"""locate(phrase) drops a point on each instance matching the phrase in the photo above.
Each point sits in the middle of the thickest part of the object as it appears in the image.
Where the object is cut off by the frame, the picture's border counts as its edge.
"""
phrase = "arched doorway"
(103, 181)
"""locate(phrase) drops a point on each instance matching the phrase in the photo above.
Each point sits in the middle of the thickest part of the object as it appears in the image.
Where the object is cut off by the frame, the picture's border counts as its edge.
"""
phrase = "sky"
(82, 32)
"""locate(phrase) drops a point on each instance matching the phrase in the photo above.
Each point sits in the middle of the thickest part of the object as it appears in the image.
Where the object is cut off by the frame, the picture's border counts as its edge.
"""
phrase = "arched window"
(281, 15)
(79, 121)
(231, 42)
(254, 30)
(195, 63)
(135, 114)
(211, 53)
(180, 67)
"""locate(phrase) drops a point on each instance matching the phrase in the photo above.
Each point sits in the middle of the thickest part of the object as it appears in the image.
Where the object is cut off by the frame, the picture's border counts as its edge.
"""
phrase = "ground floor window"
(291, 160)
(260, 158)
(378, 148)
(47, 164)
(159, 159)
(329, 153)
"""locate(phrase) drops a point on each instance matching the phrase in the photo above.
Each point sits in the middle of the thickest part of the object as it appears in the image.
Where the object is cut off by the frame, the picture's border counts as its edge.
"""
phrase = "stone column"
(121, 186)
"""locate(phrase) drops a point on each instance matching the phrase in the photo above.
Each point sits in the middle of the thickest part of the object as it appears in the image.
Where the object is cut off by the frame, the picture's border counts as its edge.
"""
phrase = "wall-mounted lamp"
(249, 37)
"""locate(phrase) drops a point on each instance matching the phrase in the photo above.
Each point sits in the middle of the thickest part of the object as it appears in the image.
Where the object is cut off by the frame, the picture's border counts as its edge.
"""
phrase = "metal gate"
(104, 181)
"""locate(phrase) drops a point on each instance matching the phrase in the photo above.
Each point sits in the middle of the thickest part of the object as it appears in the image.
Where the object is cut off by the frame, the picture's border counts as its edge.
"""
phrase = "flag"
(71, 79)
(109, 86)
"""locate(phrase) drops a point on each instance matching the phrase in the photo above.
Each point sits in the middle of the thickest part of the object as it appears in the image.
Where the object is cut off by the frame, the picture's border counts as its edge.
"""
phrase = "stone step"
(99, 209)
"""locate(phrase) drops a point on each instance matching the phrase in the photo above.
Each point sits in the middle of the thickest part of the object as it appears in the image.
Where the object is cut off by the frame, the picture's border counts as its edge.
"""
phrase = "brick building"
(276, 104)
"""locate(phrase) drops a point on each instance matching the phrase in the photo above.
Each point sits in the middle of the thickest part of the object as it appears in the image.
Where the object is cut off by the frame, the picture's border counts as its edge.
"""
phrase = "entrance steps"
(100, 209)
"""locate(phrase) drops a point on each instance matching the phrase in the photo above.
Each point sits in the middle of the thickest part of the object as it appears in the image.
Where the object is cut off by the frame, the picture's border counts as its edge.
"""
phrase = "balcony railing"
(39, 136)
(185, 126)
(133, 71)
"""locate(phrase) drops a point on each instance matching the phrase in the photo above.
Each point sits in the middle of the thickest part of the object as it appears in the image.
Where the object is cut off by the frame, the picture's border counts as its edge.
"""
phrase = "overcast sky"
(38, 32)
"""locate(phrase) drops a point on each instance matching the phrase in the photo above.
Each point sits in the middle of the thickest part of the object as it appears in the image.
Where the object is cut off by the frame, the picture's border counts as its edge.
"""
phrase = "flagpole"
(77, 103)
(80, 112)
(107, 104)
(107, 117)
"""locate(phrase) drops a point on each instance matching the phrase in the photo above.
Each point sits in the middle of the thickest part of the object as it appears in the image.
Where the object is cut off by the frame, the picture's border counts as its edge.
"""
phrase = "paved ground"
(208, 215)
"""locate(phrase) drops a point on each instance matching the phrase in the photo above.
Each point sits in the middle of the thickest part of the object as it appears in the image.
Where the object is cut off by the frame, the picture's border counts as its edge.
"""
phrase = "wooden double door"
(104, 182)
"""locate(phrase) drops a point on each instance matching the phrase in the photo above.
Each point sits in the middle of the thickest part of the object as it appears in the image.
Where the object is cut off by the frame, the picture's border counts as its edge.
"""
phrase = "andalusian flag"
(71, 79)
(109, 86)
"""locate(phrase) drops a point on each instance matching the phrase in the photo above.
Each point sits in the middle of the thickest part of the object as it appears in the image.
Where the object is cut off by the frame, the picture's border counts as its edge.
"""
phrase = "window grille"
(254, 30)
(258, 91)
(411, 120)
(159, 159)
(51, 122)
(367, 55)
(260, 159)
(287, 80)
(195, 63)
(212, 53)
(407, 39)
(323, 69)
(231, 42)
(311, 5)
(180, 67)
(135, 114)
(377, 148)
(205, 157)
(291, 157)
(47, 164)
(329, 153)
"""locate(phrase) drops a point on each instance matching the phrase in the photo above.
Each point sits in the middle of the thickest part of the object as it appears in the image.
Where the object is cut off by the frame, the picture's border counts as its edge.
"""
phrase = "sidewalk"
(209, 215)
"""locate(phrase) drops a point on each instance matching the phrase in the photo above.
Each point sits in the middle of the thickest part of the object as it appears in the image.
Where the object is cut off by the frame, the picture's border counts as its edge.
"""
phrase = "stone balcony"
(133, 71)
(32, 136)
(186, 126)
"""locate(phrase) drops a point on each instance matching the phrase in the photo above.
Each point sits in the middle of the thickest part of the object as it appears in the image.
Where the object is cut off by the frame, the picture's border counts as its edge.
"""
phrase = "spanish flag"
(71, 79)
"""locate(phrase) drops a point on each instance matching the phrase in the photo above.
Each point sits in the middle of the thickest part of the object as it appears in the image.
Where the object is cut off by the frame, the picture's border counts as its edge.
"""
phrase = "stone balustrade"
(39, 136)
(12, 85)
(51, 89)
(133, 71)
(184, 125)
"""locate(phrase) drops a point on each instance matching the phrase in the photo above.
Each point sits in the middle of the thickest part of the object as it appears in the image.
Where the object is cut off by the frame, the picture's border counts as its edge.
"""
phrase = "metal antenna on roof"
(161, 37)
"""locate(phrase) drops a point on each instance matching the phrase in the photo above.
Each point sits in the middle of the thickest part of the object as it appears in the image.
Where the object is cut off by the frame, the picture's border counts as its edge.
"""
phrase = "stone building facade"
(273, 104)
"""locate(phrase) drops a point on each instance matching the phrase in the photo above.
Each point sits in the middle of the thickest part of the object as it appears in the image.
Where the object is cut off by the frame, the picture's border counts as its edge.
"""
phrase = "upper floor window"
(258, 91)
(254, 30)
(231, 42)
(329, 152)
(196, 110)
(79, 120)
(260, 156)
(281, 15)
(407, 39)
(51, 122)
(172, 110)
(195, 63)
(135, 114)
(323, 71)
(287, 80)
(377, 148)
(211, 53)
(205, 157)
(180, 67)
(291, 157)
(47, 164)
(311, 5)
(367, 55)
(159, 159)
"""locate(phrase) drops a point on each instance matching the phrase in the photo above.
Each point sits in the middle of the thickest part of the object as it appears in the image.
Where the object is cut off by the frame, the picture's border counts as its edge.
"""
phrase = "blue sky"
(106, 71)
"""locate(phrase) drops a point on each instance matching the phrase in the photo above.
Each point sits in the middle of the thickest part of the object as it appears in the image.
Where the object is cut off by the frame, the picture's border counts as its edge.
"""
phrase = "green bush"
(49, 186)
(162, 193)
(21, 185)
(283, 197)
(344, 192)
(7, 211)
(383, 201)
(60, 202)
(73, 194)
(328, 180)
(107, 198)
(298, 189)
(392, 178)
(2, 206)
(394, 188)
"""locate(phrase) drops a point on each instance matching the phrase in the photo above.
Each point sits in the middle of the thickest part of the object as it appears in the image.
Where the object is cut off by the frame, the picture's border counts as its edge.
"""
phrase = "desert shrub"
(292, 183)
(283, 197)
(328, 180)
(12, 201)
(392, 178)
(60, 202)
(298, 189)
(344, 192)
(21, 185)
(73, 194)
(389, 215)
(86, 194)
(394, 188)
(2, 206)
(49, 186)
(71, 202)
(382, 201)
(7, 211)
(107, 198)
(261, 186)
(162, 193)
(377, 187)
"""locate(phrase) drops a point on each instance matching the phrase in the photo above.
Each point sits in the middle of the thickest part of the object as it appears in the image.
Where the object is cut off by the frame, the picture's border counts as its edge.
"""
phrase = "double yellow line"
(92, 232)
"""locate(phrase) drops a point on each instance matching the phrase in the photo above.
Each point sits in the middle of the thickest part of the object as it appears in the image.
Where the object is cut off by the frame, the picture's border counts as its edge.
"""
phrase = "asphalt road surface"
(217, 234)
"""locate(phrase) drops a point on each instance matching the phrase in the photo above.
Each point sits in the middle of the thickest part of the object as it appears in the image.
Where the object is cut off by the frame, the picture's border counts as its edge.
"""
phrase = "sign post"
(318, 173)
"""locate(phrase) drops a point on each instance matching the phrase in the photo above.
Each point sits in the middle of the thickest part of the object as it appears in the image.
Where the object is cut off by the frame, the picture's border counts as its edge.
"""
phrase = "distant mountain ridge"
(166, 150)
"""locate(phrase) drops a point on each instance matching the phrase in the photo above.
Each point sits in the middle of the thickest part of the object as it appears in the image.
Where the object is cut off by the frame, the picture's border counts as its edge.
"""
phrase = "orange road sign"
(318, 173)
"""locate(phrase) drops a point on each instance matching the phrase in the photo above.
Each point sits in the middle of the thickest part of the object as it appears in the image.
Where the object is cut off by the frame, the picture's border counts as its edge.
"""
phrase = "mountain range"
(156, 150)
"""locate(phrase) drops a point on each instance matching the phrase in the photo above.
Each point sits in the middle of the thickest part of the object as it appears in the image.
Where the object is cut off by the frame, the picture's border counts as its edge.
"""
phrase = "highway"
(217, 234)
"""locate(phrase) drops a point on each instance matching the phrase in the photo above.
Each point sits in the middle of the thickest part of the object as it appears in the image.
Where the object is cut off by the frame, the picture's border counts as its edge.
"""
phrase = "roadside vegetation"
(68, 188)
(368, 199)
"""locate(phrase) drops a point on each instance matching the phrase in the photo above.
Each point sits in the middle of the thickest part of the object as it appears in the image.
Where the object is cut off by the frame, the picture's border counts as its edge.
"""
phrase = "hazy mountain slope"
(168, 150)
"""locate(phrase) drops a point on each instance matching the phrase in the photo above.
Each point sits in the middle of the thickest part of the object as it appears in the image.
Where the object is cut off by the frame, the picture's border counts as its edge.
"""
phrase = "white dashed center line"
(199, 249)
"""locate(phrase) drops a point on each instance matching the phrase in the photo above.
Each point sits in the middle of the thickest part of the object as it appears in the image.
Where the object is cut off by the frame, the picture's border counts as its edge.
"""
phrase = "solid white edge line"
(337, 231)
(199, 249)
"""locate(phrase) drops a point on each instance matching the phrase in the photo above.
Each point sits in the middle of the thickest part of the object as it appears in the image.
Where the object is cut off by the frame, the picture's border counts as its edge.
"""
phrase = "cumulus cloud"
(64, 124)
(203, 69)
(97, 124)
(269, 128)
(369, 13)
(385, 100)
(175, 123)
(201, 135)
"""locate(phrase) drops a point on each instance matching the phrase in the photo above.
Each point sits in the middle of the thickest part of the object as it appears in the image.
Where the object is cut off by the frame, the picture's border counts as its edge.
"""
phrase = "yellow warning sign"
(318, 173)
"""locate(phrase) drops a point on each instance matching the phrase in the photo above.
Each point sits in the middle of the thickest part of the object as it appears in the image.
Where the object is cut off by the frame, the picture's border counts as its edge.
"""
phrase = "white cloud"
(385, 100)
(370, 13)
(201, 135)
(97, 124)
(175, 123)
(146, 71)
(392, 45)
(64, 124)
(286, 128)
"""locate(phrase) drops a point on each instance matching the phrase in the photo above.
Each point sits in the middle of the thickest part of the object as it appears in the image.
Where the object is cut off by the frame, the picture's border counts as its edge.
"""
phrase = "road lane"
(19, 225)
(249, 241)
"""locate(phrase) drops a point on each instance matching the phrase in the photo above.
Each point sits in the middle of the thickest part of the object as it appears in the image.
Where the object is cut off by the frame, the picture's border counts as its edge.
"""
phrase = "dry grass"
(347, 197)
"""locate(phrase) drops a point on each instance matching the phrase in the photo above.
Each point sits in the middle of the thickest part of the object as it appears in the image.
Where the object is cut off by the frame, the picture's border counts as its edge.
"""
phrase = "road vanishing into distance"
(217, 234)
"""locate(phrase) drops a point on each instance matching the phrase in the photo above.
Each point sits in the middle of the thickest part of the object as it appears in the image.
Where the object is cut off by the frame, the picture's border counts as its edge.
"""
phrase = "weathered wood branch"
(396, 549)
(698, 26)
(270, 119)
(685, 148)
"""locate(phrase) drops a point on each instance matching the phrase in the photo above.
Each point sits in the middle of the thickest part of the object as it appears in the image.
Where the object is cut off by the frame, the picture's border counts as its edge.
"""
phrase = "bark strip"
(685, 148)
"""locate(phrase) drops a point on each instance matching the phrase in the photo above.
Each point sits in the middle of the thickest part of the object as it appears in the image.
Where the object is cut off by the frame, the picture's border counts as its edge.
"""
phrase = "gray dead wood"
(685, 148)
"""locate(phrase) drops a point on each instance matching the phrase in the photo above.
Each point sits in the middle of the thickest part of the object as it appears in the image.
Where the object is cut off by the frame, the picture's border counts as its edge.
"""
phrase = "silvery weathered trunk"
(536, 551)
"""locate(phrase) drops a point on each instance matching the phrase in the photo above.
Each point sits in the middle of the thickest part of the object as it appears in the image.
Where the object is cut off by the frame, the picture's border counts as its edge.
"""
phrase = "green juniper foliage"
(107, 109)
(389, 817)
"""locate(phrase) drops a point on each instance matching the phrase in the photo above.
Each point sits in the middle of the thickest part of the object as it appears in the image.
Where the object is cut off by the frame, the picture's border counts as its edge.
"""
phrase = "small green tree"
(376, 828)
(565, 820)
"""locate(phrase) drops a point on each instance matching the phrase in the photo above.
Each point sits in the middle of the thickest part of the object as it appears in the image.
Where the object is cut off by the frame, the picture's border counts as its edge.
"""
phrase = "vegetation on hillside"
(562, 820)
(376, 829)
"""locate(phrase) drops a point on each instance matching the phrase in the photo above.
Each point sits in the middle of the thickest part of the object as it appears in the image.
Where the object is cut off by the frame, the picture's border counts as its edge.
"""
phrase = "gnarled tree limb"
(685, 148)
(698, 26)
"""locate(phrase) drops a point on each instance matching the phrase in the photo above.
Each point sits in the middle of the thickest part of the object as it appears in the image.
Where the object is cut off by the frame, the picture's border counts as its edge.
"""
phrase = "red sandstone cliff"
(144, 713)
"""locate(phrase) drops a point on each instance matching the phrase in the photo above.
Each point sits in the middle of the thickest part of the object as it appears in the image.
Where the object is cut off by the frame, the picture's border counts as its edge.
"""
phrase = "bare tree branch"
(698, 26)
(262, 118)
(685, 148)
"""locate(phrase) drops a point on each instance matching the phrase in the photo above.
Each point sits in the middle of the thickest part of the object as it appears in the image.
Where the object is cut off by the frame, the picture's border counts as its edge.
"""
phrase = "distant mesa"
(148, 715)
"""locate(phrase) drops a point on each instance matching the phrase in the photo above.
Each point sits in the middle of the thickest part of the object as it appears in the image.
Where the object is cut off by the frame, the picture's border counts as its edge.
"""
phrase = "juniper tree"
============
= Testo del problema =
Individua, per favore, tutte le righe delle voci qui sopra in cui compare la parola "floor" e trascrivile.

= Risposta scritta =
phrase = "ground floor window"
phrase = "upper floor window"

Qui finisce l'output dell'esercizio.